- [How to complete this task] Tally up the lines below that carry the word "between", answering with the figure alone.

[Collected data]
###

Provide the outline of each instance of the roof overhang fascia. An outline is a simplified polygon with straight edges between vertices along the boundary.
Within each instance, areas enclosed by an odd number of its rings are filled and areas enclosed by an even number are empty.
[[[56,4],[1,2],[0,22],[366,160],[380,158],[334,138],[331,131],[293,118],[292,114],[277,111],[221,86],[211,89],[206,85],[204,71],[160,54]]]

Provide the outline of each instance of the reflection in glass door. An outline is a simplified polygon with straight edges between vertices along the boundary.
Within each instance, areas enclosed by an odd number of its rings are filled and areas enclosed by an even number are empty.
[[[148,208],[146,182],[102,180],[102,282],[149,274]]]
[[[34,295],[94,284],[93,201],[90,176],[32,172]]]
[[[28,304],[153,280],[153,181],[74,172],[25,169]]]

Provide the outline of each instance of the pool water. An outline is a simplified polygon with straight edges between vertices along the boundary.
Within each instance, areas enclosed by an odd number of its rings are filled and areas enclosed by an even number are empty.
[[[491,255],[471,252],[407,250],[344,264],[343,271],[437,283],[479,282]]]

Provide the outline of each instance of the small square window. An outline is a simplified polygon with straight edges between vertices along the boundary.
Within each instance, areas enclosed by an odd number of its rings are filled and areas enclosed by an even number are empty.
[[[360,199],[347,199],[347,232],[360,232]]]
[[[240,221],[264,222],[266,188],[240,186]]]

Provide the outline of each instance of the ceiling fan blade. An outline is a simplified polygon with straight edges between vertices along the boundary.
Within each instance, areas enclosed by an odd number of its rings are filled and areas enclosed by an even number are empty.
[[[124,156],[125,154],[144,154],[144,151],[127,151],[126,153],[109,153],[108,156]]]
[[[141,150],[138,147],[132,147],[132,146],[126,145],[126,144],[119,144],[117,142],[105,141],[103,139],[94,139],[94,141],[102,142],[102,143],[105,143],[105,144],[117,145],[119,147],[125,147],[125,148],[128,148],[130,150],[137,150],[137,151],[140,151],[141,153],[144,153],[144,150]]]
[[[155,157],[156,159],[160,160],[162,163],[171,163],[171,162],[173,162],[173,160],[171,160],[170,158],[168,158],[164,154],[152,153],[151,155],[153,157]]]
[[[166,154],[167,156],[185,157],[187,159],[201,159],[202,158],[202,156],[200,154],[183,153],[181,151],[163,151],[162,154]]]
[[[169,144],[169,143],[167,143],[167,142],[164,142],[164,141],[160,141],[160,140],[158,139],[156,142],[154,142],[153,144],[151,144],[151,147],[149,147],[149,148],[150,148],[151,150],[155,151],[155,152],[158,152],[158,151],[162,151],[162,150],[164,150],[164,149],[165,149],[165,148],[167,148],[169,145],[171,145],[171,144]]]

###

- [Your solution] 5